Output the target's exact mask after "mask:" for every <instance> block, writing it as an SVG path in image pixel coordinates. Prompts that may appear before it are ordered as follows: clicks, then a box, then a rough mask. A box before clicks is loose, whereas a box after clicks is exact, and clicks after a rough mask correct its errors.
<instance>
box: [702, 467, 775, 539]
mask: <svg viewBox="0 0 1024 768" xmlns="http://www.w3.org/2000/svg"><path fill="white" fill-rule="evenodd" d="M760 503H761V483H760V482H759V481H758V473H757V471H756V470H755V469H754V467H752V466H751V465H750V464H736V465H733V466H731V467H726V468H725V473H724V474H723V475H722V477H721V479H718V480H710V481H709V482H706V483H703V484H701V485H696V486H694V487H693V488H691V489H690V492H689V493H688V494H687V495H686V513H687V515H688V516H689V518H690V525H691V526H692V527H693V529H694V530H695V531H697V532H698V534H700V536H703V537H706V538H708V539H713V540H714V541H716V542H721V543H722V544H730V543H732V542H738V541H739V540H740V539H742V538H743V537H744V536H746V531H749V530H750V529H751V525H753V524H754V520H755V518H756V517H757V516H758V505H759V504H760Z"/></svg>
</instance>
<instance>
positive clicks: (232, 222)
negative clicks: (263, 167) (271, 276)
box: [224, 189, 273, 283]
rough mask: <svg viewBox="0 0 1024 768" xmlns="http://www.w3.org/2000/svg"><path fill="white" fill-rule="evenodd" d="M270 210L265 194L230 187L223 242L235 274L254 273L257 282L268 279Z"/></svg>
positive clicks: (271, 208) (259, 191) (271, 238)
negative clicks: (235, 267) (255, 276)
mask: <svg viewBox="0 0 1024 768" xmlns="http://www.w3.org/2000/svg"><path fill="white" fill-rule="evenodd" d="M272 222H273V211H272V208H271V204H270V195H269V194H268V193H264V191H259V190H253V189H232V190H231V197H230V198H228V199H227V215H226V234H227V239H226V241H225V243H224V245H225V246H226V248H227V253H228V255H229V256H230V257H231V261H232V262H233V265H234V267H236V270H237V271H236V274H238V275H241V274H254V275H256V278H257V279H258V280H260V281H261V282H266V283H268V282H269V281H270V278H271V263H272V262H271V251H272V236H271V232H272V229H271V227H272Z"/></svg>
= = = = = = =
_Instructions to follow_:
A faithful copy of all the material is the required answer.

_Exercise answer_:
Output the target's exact mask after "mask:" for every <instance> block, writing it as an SVG path in image pixel coordinates. Prompts that may appear before it are ordered as follows: clicks, then a box, then a rough mask. A box before clicks is loose, whereas a box after clicks is exact, and clicks after a rough mask correct its errors.
<instance>
box: [702, 467, 775, 539]
mask: <svg viewBox="0 0 1024 768" xmlns="http://www.w3.org/2000/svg"><path fill="white" fill-rule="evenodd" d="M760 503H761V483H760V482H759V481H758V473H757V471H756V470H755V469H754V467H752V466H751V465H750V464H736V465H733V466H731V467H726V468H725V473H724V474H723V475H722V477H721V479H718V480H710V481H709V482H706V483H703V484H701V485H696V486H694V487H693V488H691V489H690V492H689V493H688V494H687V495H686V513H687V515H688V516H689V518H690V525H691V526H692V527H693V529H694V530H695V531H697V532H698V534H700V536H703V537H706V538H708V539H713V540H714V541H716V542H721V543H722V544H730V543H732V542H738V541H739V540H740V539H742V538H743V537H744V536H746V531H749V530H750V529H751V525H753V524H754V520H755V518H756V517H757V516H758V505H759V504H760Z"/></svg>
</instance>
<instance>
positive clicks: (232, 222)
negative clicks: (263, 167) (271, 276)
box: [224, 189, 273, 283]
rough mask: <svg viewBox="0 0 1024 768" xmlns="http://www.w3.org/2000/svg"><path fill="white" fill-rule="evenodd" d="M270 210L265 194L230 187L223 242L235 274L254 273L257 282L268 279Z"/></svg>
positive clicks: (271, 208) (259, 191) (271, 238)
negative clicks: (235, 267) (255, 276)
mask: <svg viewBox="0 0 1024 768" xmlns="http://www.w3.org/2000/svg"><path fill="white" fill-rule="evenodd" d="M272 222H273V211H272V208H271V204H270V195H269V194H268V193H264V191H259V190H253V189H232V190H231V197H230V198H228V199H227V215H226V234H227V239H226V241H225V243H224V245H225V246H226V248H227V253H228V255H229V256H230V257H231V261H232V262H233V265H234V267H236V270H237V271H236V274H238V275H241V274H254V275H256V278H257V279H258V280H260V281H261V282H266V283H268V282H269V281H270V278H271V263H272V262H271V251H272V236H271V232H272V229H271V227H272Z"/></svg>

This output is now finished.